## BEGIN Records supplied

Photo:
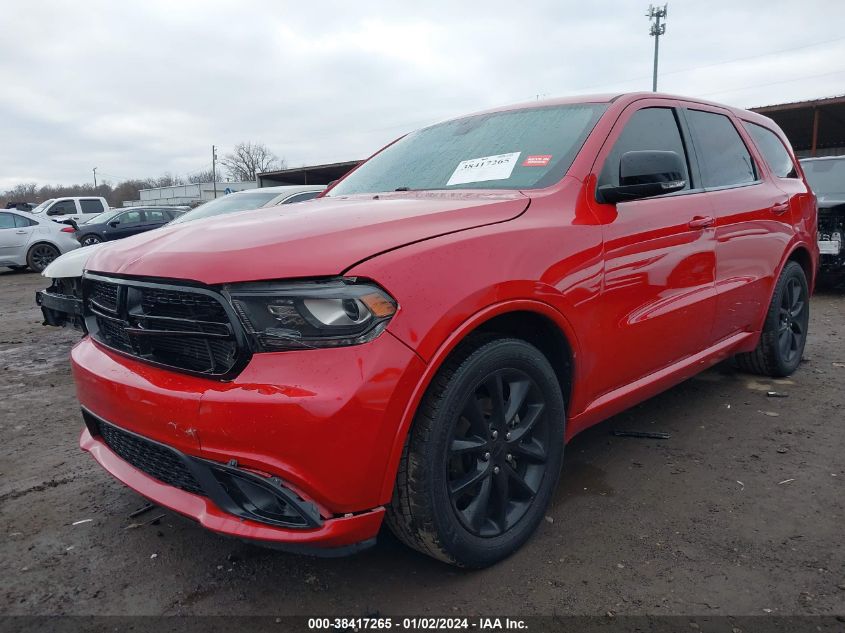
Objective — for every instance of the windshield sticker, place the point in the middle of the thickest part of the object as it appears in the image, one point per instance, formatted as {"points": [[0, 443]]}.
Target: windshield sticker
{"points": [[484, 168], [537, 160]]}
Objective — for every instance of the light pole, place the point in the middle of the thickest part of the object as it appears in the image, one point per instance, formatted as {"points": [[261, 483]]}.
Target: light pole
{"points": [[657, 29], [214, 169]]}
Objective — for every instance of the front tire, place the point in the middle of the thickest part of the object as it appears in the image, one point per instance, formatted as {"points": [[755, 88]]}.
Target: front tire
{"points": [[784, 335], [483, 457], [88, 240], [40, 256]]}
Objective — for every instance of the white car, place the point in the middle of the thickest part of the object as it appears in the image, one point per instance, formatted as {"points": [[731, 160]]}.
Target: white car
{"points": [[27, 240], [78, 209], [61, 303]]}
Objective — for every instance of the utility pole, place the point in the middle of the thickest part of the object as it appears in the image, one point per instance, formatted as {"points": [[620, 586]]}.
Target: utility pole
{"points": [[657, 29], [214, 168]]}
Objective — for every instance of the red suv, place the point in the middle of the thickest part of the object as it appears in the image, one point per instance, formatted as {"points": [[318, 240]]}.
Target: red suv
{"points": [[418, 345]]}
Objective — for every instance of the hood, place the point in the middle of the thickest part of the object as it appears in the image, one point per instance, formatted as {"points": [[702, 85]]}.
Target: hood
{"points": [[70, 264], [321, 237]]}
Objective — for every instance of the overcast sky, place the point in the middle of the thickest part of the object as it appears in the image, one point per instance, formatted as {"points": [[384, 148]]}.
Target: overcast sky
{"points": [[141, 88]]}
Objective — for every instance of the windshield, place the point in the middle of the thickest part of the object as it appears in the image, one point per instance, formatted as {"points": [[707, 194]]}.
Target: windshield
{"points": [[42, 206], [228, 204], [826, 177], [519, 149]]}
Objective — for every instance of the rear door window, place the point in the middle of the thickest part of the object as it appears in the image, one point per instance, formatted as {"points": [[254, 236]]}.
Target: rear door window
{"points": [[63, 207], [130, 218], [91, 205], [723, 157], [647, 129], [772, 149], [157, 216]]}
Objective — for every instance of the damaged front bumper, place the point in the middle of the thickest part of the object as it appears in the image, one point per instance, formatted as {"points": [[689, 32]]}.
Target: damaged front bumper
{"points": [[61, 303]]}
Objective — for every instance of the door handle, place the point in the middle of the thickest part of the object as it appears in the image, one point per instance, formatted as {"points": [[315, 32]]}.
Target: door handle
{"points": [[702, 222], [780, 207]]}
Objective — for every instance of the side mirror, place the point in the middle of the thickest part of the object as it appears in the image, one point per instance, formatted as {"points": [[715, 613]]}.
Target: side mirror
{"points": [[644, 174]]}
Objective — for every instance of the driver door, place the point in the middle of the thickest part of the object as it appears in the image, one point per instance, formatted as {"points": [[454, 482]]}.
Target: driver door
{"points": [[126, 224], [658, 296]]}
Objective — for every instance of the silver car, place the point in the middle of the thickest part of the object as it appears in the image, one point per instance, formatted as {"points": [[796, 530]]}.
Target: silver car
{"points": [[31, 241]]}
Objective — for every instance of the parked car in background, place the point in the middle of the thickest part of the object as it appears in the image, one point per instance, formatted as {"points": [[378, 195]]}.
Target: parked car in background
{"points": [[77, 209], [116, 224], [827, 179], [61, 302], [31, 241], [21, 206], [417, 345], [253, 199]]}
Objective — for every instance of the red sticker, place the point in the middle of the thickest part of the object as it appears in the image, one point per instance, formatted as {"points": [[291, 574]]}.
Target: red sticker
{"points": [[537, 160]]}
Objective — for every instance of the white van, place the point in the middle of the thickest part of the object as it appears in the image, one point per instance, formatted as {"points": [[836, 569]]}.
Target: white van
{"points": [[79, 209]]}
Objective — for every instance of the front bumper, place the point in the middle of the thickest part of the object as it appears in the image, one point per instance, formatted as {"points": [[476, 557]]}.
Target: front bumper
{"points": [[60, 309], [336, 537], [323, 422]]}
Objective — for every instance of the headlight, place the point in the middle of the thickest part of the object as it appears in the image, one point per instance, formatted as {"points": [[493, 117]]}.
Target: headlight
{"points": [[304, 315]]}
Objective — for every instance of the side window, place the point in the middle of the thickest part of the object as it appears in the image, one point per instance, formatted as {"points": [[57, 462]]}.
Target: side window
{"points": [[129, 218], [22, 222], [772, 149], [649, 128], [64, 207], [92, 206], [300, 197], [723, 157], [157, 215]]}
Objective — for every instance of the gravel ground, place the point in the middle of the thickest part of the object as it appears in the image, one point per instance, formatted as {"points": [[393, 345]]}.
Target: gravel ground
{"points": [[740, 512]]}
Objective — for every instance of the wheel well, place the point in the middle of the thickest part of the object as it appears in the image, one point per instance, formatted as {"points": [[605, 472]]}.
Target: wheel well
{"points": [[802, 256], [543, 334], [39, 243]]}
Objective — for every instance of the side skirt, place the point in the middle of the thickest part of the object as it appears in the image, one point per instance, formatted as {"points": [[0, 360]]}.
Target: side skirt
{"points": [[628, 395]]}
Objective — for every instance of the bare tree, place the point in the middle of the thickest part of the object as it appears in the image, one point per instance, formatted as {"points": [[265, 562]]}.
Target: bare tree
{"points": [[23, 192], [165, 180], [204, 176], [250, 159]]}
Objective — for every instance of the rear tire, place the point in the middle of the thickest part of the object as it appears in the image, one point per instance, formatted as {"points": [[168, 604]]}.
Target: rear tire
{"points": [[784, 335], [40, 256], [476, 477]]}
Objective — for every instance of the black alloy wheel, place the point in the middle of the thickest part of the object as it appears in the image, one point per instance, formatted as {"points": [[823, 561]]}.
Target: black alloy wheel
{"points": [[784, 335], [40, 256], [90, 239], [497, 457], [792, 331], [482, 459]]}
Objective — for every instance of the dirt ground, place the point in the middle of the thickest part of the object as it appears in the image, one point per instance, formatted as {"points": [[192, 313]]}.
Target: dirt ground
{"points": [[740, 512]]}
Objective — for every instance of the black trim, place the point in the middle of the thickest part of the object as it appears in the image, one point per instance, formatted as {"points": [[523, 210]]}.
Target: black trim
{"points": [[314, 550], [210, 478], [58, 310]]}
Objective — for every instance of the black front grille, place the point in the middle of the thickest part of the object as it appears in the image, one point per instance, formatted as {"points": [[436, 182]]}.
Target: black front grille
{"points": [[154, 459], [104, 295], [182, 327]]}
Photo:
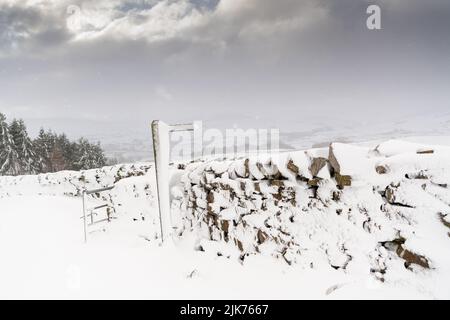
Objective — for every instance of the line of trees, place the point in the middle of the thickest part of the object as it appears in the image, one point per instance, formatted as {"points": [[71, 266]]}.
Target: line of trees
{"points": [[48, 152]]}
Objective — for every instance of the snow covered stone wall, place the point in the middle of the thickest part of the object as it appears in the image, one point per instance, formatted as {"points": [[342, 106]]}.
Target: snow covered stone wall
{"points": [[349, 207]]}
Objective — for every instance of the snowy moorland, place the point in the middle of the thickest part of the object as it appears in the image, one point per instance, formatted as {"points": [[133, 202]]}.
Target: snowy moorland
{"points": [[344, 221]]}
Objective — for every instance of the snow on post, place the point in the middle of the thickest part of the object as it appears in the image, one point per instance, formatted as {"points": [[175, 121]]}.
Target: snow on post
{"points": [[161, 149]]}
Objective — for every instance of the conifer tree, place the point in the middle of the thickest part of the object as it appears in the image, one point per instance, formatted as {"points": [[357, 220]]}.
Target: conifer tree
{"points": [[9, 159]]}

## END Records supplied

What the task requires — Turn the items above into a single numbered list, one line per entry, and omit any blank lines. Leave the pictures out of your answer.

Finished exercise —
1. Photo:
2. Objective — for every instance of the windshield sticker, place the point in the middle of the thickest part of the object as it appears in the image, one point per instance, formatted as {"points": [[0, 443]]}.
3. Target: windshield sticker
4. {"points": [[484, 168], [537, 160]]}
5. Objective — for every instance of the light pole, place the point in the middle of the thickest part of the object as it appears in the image, one point per instance, formatted as {"points": [[261, 483]]}.
6. Target: light pole
7. {"points": [[657, 29], [214, 169]]}
8. Objective — for every instance of the front tire, place the point in the middle of the thickest part of the object as it appears in the image, one point per instance, formatted as {"points": [[755, 88]]}.
9. Target: front tire
10. {"points": [[784, 335], [483, 457], [88, 240], [40, 256]]}
11. Objective — for every instance of the white car, place the point in the middle of the thickest part of the object as it appears in the image, one point per instance, formatted as {"points": [[731, 160]]}.
12. Target: white car
13. {"points": [[27, 240], [78, 209], [61, 303]]}
14. Objective — for every instance of the utility pole, place the point in the middle of the thickest part of the object as it appears in the image, one point per instance, formatted as {"points": [[620, 586]]}.
15. Target: utility pole
16. {"points": [[657, 29], [214, 168]]}
17. Objective — for every instance of the red suv, place the point in the middle of the thickest part of the object as it appears in the image, one point per instance, formatted as {"points": [[318, 240]]}.
18. Target: red suv
19. {"points": [[418, 345]]}
20. Objective — for every instance of the hood, place the point in the middle of the thickest part of the object as it appears in the image, one point per instance, formatted as {"points": [[702, 85]]}.
21. Target: hood
22. {"points": [[70, 264], [321, 237]]}
23. Objective — for every instance of the overcast sky, place the point in the middle of the thickest part of the object as it appears in the image, one point per instance, formatted as {"points": [[384, 148]]}.
24. Target: overcast sky
25. {"points": [[141, 88]]}
26. Objective — for every instance of the windshield, place the point in the middle of the thickest part of the object as it appears in the image, one point per instance, formatted as {"points": [[707, 194]]}.
27. Target: windshield
28. {"points": [[42, 206], [228, 204], [826, 177], [519, 149]]}
29. Objective — for every instance of the rear door window, place the point in the middle of the thickest part of the object as it appears in the image, one point per instance, formatted as {"points": [[254, 236]]}.
30. Target: rear door window
31. {"points": [[63, 207], [130, 218], [91, 205], [723, 157], [647, 129], [772, 149], [157, 216]]}
32. Objective — for every instance of the damaged front bumper, place the point in the middle of the thickest part of the object as it appears in the image, one point per instance, formatted as {"points": [[689, 32]]}.
33. Target: damaged front bumper
34. {"points": [[61, 303]]}
35. Objective — for every instance of the door handle, place the point in the middle of the thickest part of the object as it appears in the image, one point per instance, formatted as {"points": [[315, 32]]}.
36. Target: door handle
37. {"points": [[702, 222], [780, 207]]}
38. Objective — for every instance of the side mirror, place the point in the middle of the thickest part of the object as it appears in the image, one point per instance, formatted as {"points": [[715, 613]]}.
39. Target: side mirror
40. {"points": [[644, 174]]}
41. Objective — for every instance of the driver door, place the point in the middle of the thickest part of the object as it appears in the image, one point per instance, formatted as {"points": [[454, 482]]}.
42. Target: driver door
43. {"points": [[126, 224], [658, 296]]}
44. Objective — for every instance of the silver car, place the point in the middle of the thickest part of the object as it appears in the image, one point per instance, formatted as {"points": [[796, 530]]}.
45. Target: silver car
46. {"points": [[31, 241]]}
47. Objective — for every instance of the parked car in background, place the point in the middle of the thickest part of the object as it appears in the image, one point per instance, formatted as {"points": [[378, 195]]}.
48. Target: parked car in background
49. {"points": [[77, 209], [116, 224], [827, 179], [61, 302], [31, 241], [21, 206], [417, 345], [253, 199]]}
50. Objective — for every instance of the red sticker, place the point in the middle of the thickest part of the object as it appears in the image, one point per instance, formatted as {"points": [[291, 574]]}.
51. Target: red sticker
52. {"points": [[537, 160]]}
53. Objective — for every instance of the white van, place the point in the middle of the thickest part of the object as it appears in the image, one point per instance, formatted as {"points": [[836, 569]]}.
54. Target: white van
55. {"points": [[79, 209]]}
56. Objective — for every instance of the front bumper, place the point in the middle of the thickest part of the object as it appears in the image, one point per instance, formatted as {"points": [[476, 557]]}.
57. Target: front bumper
58. {"points": [[60, 309], [336, 537], [323, 422]]}
59. Objective — for every instance of the headlight, place the point in the middle of the thickest part of the object as it appears in the image, one point per instance, formatted as {"points": [[493, 117]]}.
60. Target: headlight
61. {"points": [[304, 315]]}
62. Objective — for every instance of the side window, place the point in the middle of the thickest part of the object as it appears in the image, one point per instance, formatted as {"points": [[57, 462]]}.
63. Target: side window
64. {"points": [[129, 218], [22, 222], [772, 149], [649, 128], [64, 207], [92, 206], [300, 197], [723, 157], [157, 215]]}
65. Objective — for every instance of the gravel ground, place the point in the middle of the thickest part of the object as it appears in the image, one point per instance, formatted as {"points": [[393, 345]]}.
66. Target: gravel ground
67. {"points": [[740, 512]]}
68. Objective — for every instance of the wheel well, place the point in the middle of the thickest part of the object as it appears in the image, one point per instance, formatted as {"points": [[605, 472]]}.
69. Target: wheel well
70. {"points": [[802, 256], [543, 334], [39, 243]]}
71. Objective — for every instance of the side skirt, place the point in the middle of the thickest part of the object as it appears in the image, one point per instance, formatted as {"points": [[0, 360]]}.
72. Target: side skirt
73. {"points": [[628, 395]]}
74. Objective — for every instance of the bare tree, place the point in the middle of the thickest part of the object as it appears in the image, one point per instance, formatted as {"points": [[265, 562]]}.
75. Target: bare tree
76. {"points": [[23, 192], [165, 180], [204, 176], [250, 159]]}
77. Objective — for every instance of the rear tire, place the point in the middle of the thickest part of the object as it appears in the image, one point per instance, formatted as {"points": [[168, 604]]}.
78. Target: rear tire
79. {"points": [[784, 335], [40, 256], [476, 477]]}
80. Objective — for every instance of the black alloy wheel, place the point in the middle of the thickest part of the object as it appears in the image, one point per instance, formatted as {"points": [[823, 561]]}.
81. Target: black alloy wheel
82. {"points": [[784, 335], [40, 256], [90, 239], [497, 457], [792, 331], [482, 459]]}
83. Objective — for every instance of the dirt ground, place the point in the middle of the thickest part of the object as it appears in the image, one point per instance, formatted as {"points": [[192, 313]]}.
84. Target: dirt ground
85. {"points": [[740, 512]]}
86. Objective — for every instance of the black trim, place the point in the middle of the thickest part of the object as it appears in the image, one point per instance, formatted as {"points": [[523, 210]]}.
87. Target: black trim
88. {"points": [[314, 550], [210, 478], [58, 310]]}
89. Objective — for every instance of the black front grille, place the point in the middle of the thickest part of the object as it appears in the image, one point per instance, formatted as {"points": [[436, 182]]}.
90. Target: black front grille
91. {"points": [[154, 459], [104, 295], [182, 327]]}
92. Photo:
93. Objective — for every instance of the line of trees, place the point in the middle of the thickest part of the object as it appears in the image, one point per instance, formatted as {"points": [[71, 266]]}.
94. Target: line of trees
95. {"points": [[48, 152]]}
96. Objective — for every instance of the snow covered stone wall, place the point in the middle of the thickest part of the object as it appears in the image, one point per instance, formatted as {"points": [[342, 106]]}.
97. Target: snow covered stone wall
98. {"points": [[349, 207]]}
99. Objective — for every instance of the snowy moorland, place the point in the middle of the thickest part of the object as it appears in the image, one point per instance, formatted as {"points": [[133, 202]]}.
100. Target: snowy moorland
101. {"points": [[344, 221]]}
102. Objective — for every instance of the snow on post, place the point in the middle of the thickest part of the object as it appears in the image, one point per instance, formatted as {"points": [[175, 121]]}.
103. Target: snow on post
104. {"points": [[161, 149]]}
105. Objective — for every instance of the conifer tree, place the point in the middle of the thickest part of the object as it appears in the image, one point per instance, formatted as {"points": [[357, 220]]}.
106. Target: conifer tree
107. {"points": [[9, 159]]}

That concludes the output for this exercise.